◆ Extrait fourni ◆

+-------+

Le lys et le serpent
de Níkos Kazantzákīs

critiqué par Pucksimberg, le 12 juin 2022
(Toulon - 45 ans)


La note:  étoiles
Journal d'un amour passionnel
« Le Lys et le serpent » est le premier roman de Nikos Kazantzaki publié à 23 ans. On le connaît surtout pour son roman « Alexis Zorba ». Dans ce premier texte, écrit sous la forme d’un journal intime ponctué par les saisons, le lecteur suit les confidences du narrateur, un artiste peintre fou amoureux de sa chère et tendre. Il se confie à nous, ressent des sentiments très forts à la façon des auteurs romantiques et exprime des envies plus sombres qui unissent Eros et Thanatos, l’amour et la mort comme cela a souvent été le cas en littérature.

+-------+

◆ Données enregistrées ◆
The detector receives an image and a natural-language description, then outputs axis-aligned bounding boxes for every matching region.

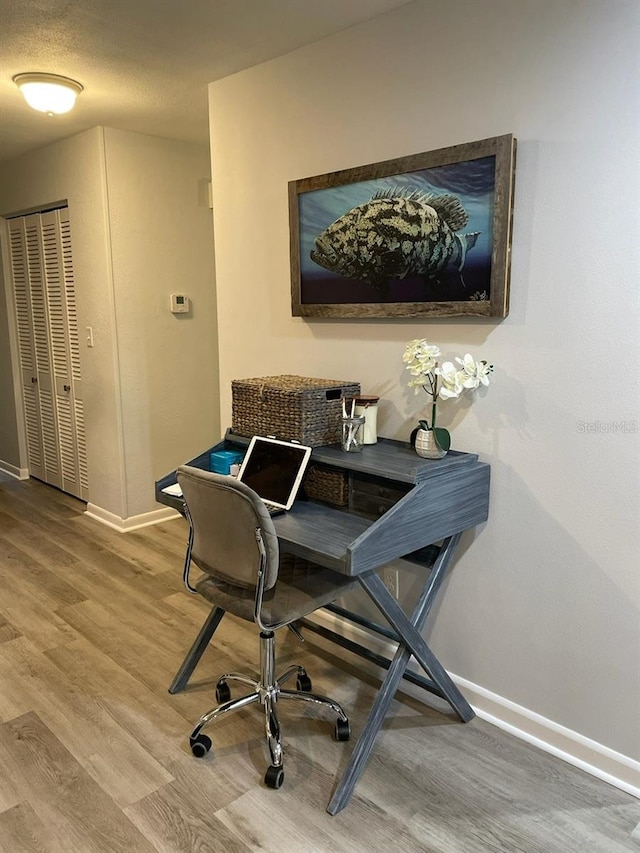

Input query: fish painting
[310,188,480,297]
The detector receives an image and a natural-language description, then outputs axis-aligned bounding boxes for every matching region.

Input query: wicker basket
[231,376,360,447]
[302,465,349,506]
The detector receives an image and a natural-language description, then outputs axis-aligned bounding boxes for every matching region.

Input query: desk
[156,431,490,814]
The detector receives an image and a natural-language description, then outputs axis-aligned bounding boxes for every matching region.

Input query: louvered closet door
[9,218,45,480]
[40,210,84,497]
[9,208,89,499]
[56,207,89,500]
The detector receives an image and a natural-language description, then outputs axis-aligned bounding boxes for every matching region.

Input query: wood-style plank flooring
[0,475,640,853]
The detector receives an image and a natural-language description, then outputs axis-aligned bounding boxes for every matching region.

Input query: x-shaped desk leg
[327,533,475,815]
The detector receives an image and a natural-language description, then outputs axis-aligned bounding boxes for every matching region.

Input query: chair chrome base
[189,631,350,788]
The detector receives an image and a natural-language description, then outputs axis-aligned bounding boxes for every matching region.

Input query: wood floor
[0,475,640,853]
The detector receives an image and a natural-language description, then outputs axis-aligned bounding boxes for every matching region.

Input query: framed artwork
[289,134,516,319]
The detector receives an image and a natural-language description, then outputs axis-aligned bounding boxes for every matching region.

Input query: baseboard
[85,503,180,533]
[0,459,29,480]
[312,611,640,799]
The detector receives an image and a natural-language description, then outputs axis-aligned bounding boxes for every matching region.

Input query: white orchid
[402,338,493,450]
[435,361,465,400]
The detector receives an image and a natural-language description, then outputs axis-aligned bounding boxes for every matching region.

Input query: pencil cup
[342,417,364,453]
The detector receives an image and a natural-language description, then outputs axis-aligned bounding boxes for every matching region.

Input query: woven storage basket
[231,376,360,447]
[302,465,349,506]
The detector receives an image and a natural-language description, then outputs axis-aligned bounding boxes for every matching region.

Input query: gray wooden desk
[156,432,490,814]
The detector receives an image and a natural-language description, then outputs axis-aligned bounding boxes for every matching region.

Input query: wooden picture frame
[289,134,516,319]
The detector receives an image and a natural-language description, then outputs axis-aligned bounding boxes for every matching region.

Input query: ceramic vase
[415,429,447,459]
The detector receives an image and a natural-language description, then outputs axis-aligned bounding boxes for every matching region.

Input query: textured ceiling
[0,0,409,160]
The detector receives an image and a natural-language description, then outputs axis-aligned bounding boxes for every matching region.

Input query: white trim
[0,459,29,480]
[84,503,180,533]
[313,610,640,799]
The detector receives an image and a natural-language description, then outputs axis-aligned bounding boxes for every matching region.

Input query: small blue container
[209,450,244,474]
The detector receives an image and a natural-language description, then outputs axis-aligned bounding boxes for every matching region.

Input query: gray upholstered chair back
[178,465,279,590]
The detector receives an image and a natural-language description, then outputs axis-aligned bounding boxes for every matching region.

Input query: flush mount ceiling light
[13,71,83,116]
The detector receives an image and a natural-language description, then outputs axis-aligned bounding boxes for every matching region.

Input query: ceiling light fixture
[13,71,83,116]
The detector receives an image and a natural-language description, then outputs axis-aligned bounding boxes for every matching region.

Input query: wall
[0,128,219,529]
[104,128,220,517]
[209,0,640,786]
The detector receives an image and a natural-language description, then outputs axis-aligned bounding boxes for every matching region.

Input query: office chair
[177,466,357,788]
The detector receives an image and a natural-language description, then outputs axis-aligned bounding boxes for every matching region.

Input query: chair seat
[196,552,358,628]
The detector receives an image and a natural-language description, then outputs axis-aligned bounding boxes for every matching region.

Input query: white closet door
[9,208,89,500]
[24,213,62,487]
[57,207,89,500]
[9,219,45,480]
[40,210,80,497]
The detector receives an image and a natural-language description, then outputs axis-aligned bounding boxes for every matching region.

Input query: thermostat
[171,293,191,314]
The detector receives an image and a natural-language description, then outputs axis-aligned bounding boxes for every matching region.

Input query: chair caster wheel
[264,764,284,790]
[296,672,311,693]
[333,717,351,740]
[216,681,231,705]
[189,735,213,758]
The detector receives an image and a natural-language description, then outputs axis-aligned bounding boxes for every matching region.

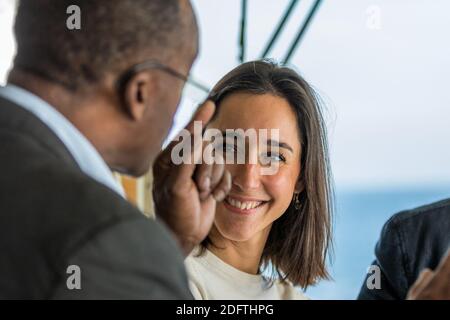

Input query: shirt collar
[0,84,125,197]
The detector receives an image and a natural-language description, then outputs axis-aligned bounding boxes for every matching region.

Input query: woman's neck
[208,226,270,274]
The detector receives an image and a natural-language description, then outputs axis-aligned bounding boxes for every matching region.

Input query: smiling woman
[186,61,333,299]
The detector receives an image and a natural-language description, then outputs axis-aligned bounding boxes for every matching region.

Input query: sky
[0,0,450,188]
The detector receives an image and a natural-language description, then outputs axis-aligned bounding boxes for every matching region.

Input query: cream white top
[185,250,308,300]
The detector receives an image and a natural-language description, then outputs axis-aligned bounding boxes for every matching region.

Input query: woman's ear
[123,72,155,121]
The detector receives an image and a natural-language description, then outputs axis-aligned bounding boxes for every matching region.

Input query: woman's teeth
[227,198,262,210]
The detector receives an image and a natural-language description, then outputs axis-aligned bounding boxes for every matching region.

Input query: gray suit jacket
[0,98,191,299]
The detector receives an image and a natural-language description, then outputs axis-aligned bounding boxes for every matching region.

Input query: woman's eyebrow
[267,139,294,153]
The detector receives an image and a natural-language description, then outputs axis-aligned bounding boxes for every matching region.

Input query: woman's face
[208,93,301,242]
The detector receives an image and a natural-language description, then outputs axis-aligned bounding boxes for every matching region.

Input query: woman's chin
[218,222,255,242]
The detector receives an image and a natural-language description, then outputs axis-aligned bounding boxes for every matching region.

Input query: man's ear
[123,72,156,121]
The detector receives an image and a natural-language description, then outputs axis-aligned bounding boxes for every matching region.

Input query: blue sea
[306,186,450,300]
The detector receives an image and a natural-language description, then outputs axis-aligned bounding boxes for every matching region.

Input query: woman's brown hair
[203,60,333,288]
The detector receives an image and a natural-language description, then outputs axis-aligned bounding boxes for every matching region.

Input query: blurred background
[0,0,450,299]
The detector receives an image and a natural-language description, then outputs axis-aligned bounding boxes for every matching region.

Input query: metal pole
[261,0,299,59]
[239,0,247,63]
[283,0,322,63]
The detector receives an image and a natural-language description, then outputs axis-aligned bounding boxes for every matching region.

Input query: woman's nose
[233,164,261,190]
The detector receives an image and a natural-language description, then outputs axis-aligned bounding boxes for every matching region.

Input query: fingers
[212,170,231,202]
[194,163,214,200]
[407,269,434,300]
[157,101,215,185]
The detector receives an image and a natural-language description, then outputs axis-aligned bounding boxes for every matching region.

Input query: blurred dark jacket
[358,199,450,300]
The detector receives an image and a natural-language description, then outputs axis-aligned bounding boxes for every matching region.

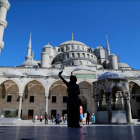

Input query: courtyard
[0,125,140,140]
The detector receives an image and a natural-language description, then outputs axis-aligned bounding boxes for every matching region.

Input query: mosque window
[52,96,56,103]
[30,96,34,103]
[83,53,85,58]
[7,95,12,102]
[63,96,67,103]
[67,53,69,58]
[136,96,140,103]
[77,53,80,57]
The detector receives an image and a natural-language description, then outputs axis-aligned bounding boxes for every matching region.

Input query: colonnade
[94,92,132,123]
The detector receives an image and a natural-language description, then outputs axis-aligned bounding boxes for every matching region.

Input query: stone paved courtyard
[0,120,140,140]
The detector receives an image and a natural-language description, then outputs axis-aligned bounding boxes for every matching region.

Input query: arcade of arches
[0,80,140,119]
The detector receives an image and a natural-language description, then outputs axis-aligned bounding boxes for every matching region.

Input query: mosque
[0,0,140,123]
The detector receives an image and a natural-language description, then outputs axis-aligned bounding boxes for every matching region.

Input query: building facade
[0,0,140,122]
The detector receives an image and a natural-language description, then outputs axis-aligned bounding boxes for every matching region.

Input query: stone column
[45,96,48,114]
[124,98,132,123]
[18,96,22,120]
[105,92,112,123]
[94,95,98,123]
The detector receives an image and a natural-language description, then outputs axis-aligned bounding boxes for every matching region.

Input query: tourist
[79,99,85,125]
[86,111,90,124]
[40,116,43,122]
[44,112,48,124]
[51,115,54,123]
[56,114,60,124]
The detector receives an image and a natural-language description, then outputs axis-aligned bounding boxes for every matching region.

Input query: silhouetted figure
[86,111,90,124]
[44,112,48,124]
[59,71,80,127]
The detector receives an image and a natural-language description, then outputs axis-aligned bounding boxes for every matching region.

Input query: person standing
[58,71,81,127]
[44,112,48,124]
[86,111,90,124]
[56,114,60,124]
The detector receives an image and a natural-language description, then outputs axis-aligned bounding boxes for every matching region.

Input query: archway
[129,81,140,119]
[79,81,94,114]
[0,80,19,117]
[48,80,68,118]
[22,80,46,119]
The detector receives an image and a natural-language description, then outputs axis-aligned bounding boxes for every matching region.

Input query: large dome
[98,72,135,80]
[60,40,85,45]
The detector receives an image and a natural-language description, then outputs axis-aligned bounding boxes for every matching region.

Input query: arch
[0,78,21,92]
[23,79,47,95]
[108,82,129,93]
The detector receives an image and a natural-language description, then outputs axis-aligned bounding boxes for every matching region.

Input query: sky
[0,0,140,69]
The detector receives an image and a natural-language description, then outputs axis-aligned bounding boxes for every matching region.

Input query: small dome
[118,62,130,68]
[96,46,105,49]
[44,44,53,49]
[51,70,68,76]
[27,71,46,76]
[4,69,23,77]
[73,65,92,71]
[21,60,38,67]
[60,40,85,45]
[98,72,122,80]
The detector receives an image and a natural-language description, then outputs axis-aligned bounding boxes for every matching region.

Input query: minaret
[0,0,10,52]
[25,34,32,60]
[106,35,110,56]
[71,33,73,41]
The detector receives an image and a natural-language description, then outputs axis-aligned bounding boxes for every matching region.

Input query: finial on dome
[71,33,73,41]
[118,55,120,63]
[32,50,34,60]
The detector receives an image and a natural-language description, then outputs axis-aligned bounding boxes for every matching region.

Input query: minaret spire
[71,33,73,41]
[106,35,110,56]
[26,33,32,60]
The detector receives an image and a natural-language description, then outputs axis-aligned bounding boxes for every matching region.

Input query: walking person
[86,111,90,124]
[56,114,60,124]
[44,112,48,124]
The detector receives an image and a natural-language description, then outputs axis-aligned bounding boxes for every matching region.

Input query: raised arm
[58,71,68,86]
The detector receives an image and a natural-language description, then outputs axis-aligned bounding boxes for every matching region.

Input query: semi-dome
[27,71,46,76]
[119,72,135,78]
[21,60,38,67]
[44,44,53,49]
[51,70,68,76]
[98,72,135,80]
[73,65,92,72]
[118,62,130,68]
[4,69,23,77]
[60,40,85,45]
[98,72,122,80]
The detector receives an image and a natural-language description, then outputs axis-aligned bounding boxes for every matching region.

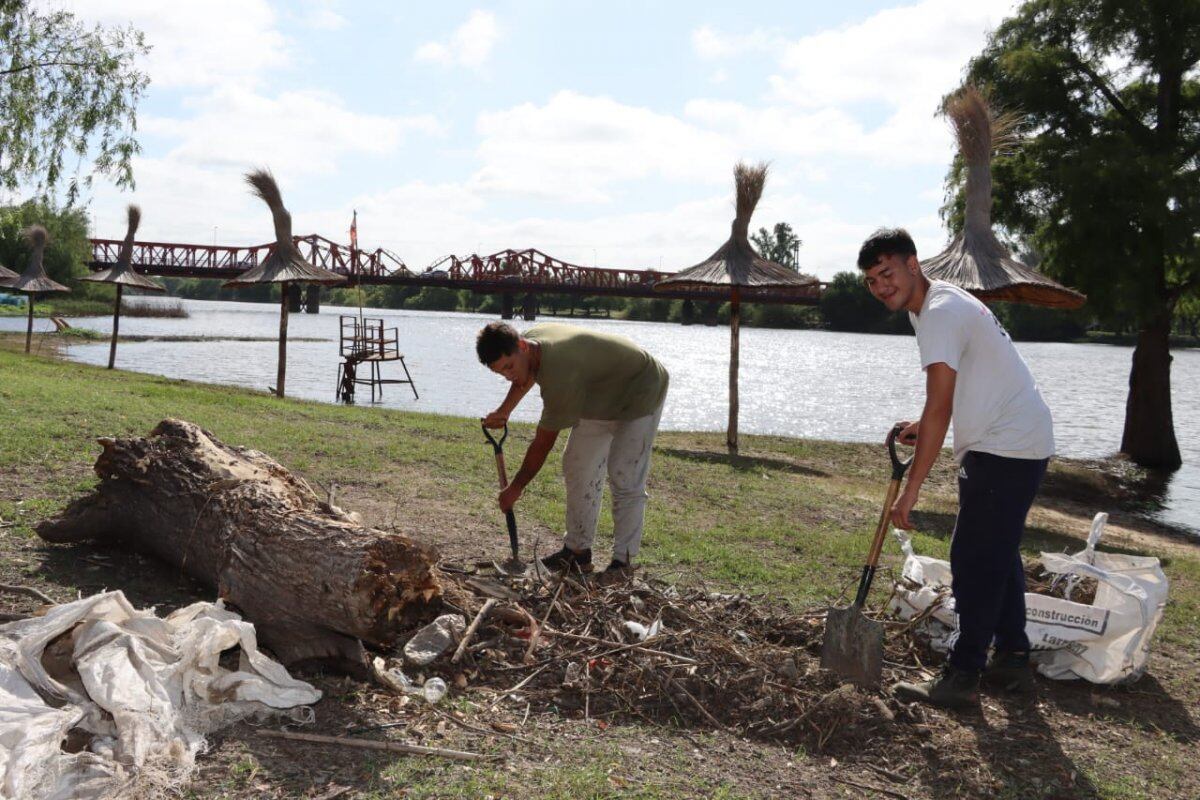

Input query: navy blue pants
[950,450,1049,670]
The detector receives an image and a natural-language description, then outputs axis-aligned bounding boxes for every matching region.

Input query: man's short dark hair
[858,228,917,271]
[475,323,521,366]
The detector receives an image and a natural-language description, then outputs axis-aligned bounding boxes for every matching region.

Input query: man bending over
[475,323,668,577]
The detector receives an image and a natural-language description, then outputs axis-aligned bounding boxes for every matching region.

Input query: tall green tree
[750,222,804,272]
[0,0,149,203]
[952,0,1200,469]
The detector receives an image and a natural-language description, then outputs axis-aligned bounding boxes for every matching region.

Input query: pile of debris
[377,570,928,750]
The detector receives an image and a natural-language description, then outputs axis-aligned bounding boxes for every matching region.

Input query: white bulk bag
[892,513,1168,684]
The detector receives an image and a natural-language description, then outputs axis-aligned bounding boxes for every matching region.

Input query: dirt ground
[0,448,1200,800]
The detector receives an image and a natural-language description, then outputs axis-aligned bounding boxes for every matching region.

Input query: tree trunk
[37,420,442,672]
[1121,308,1183,469]
[725,287,742,456]
[25,294,37,353]
[108,283,125,369]
[275,281,288,397]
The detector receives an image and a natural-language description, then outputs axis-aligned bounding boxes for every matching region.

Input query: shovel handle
[854,425,912,607]
[504,509,520,561]
[480,423,518,560]
[479,420,509,453]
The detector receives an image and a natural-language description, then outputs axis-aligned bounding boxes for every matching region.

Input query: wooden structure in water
[336,314,420,403]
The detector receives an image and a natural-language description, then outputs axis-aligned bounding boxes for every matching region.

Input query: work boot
[892,662,979,709]
[541,545,592,572]
[980,650,1036,694]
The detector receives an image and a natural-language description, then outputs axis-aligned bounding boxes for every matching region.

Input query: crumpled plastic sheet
[0,591,320,800]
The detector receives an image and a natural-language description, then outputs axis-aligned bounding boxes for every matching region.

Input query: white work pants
[563,404,662,564]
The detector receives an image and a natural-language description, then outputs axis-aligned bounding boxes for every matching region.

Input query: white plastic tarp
[892,513,1168,684]
[0,591,320,800]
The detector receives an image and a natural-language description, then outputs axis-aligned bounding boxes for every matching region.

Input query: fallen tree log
[37,420,442,672]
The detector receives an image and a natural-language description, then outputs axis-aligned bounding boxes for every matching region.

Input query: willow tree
[0,0,149,200]
[952,0,1200,469]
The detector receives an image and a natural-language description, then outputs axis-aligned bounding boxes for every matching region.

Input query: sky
[53,0,1014,279]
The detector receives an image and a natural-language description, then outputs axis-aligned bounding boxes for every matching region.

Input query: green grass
[0,350,1200,800]
[0,296,113,317]
[0,351,1200,640]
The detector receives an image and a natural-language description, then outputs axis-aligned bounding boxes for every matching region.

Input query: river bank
[0,351,1200,800]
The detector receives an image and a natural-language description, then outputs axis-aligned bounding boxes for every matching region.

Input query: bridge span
[88,234,821,317]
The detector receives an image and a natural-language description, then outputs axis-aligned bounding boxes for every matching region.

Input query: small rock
[404,614,467,667]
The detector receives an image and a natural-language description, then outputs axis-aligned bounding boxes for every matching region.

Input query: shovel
[480,425,529,577]
[821,426,912,687]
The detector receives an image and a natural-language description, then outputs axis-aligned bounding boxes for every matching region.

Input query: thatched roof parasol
[79,205,167,291]
[79,205,167,369]
[4,225,71,353]
[654,163,818,455]
[5,225,71,294]
[922,84,1087,308]
[655,163,818,296]
[224,169,346,287]
[224,169,346,397]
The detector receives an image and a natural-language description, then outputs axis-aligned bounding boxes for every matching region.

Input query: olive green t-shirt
[523,323,668,431]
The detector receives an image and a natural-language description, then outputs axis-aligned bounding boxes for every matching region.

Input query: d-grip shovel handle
[480,423,518,559]
[854,425,912,608]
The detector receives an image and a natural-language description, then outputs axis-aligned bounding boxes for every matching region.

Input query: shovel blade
[492,558,529,578]
[821,606,883,688]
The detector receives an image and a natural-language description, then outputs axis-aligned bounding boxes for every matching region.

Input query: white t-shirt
[908,281,1054,462]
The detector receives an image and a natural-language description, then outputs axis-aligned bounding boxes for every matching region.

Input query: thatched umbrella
[5,225,71,353]
[79,205,167,369]
[654,163,818,455]
[224,169,346,397]
[922,85,1087,308]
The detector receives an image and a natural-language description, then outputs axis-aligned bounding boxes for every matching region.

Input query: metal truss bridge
[88,234,821,305]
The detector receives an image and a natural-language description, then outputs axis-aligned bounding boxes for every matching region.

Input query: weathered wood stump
[37,420,442,672]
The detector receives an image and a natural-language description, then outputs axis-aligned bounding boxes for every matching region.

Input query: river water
[0,299,1200,535]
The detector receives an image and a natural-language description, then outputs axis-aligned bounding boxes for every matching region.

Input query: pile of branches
[415,568,928,750]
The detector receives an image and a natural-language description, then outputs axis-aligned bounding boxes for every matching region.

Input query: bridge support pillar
[521,291,538,323]
[679,300,696,325]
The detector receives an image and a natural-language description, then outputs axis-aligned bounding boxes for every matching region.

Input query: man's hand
[497,483,522,513]
[893,420,920,447]
[892,486,920,530]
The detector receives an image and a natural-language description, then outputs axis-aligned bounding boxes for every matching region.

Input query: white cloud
[413,10,500,68]
[474,91,738,203]
[138,86,440,181]
[770,0,1013,113]
[65,0,290,90]
[299,1,349,31]
[691,25,782,60]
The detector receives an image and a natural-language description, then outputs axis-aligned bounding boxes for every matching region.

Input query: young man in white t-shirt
[858,228,1054,706]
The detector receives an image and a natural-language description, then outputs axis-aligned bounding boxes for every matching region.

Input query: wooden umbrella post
[108,283,125,369]
[25,294,37,354]
[275,281,288,397]
[725,284,742,456]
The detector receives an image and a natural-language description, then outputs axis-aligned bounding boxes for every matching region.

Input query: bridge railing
[89,234,821,303]
[90,234,413,278]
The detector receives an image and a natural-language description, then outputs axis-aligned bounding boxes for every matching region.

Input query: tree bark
[1121,308,1183,469]
[108,283,125,369]
[725,285,742,456]
[37,420,442,672]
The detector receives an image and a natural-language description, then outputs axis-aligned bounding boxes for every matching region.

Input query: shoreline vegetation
[0,350,1200,800]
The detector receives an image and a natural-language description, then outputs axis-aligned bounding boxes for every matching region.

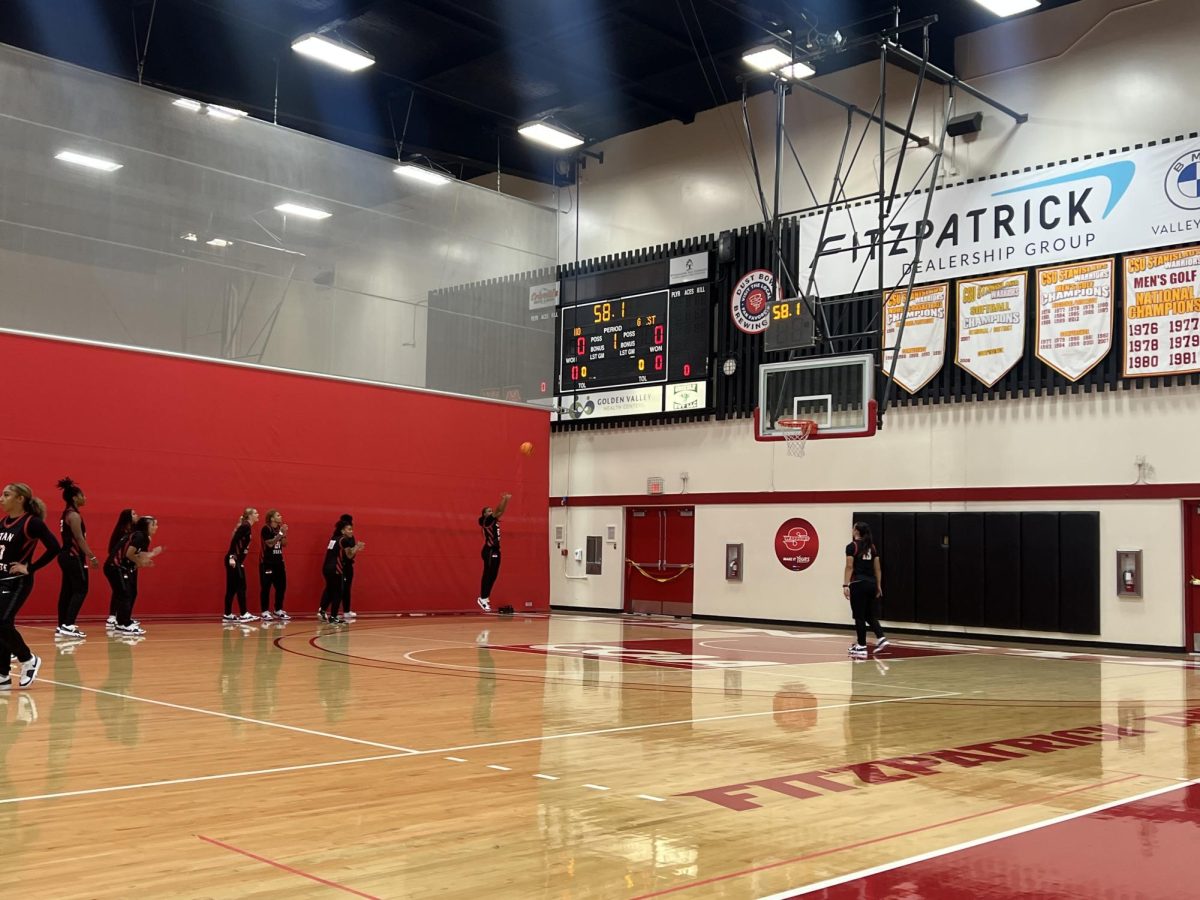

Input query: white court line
[38,678,419,754]
[758,775,1200,900]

+-------+

◆ Travail à faire ◆
1 - Recopiez la critique du « Lys et le serpent » en commençant aux mots « critiqué par Pucksimberg, le » et en vous arrêtant après « cas en littérature. ». Substituez « sculpteur » à « peintre ».
2 - Répondez aux questions suivantes à partir de la critique du « Lys et le serpent ».
(a) À quelle date la critique a-t-elle été publiée ?
(b) À quel âge l'auteur a-t-il publié ce premier roman ?
(c) Sous quelle forme ce premier texte est-il écrit ?
3 - Rédigez la suite de la critique du « Lys et le serpent » à partir de sa dernière phrase.

◆ Résultats finaux ◆
1 -
critiqué par Pucksimberg, le 12 juin 2022
(Toulon - 45 ans)


La note:  étoiles
Journal d'un amour passionnel
« Le Lys et le serpent » est le premier roman de Nikos Kazantzaki publié à 23 ans. On le connaît surtout pour son roman « Alexis Zorba ». Dans ce premier texte, écrit sous la forme d’un journal intime ponctué par les saisons, le lecteur suit les confidences du narrateur, un artiste sculpteur fou amoureux de sa chère et tendre. Il se confie à nous, ressent des sentiments très forts à la façon des auteurs romantiques et exprime des envies plus sombres qui unissent Eros et Thanatos, l’amour et la mort comme cela a souvent été le cas en littérature.

2 -
(a) Le 12 juin 2022.
(b) À 23 ans.
(c) Sous la forme d'un journal intime ponctué par les saisons.

3 -
Ce texte est très lyrique et rappelle même la poésie en prose. Le narrateur évoque sa passion amoureuse avec de nombreuses images et un langage qui rappelle la poésie du XIXème siècle. On pense parfois à « La cloche fêlée » de Baudelaire ou à « La chambre des amants » du même poète. Cette façon d’écrire peut surprendre par sa forme, mais il ne faut pas négliger le fond car l’auteur aborde le désir, la sexualité, les pulsions de mort, l’amour plénier d’une façon nouvelle et parfois violente. L’on en vient même à douter de son équilibre psychologique. Certaines images sont même très sensuelles, mais l’on ne pourrait ne pas les déceler si l'on lisait trop vite ce roman. De plus, l’auteur grec exploite des métaphores filées suggérées par le titre avec celle du lys et celle du serpent. Ces deux éléments ne représentent pas toujours la même chose dans le roman.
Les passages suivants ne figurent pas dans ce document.